Stored dataset items

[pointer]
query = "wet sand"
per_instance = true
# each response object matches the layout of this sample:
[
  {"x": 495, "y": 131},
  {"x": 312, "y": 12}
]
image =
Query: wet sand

_What the task requires_
Copy the records above line for line, keeping every character the same.

_Response for this exercise_
[pointer]
query = "wet sand"
per_instance = true
# each response object matches the layout of this sample:
[
  {"x": 495, "y": 131},
  {"x": 312, "y": 12}
]
image =
Query: wet sand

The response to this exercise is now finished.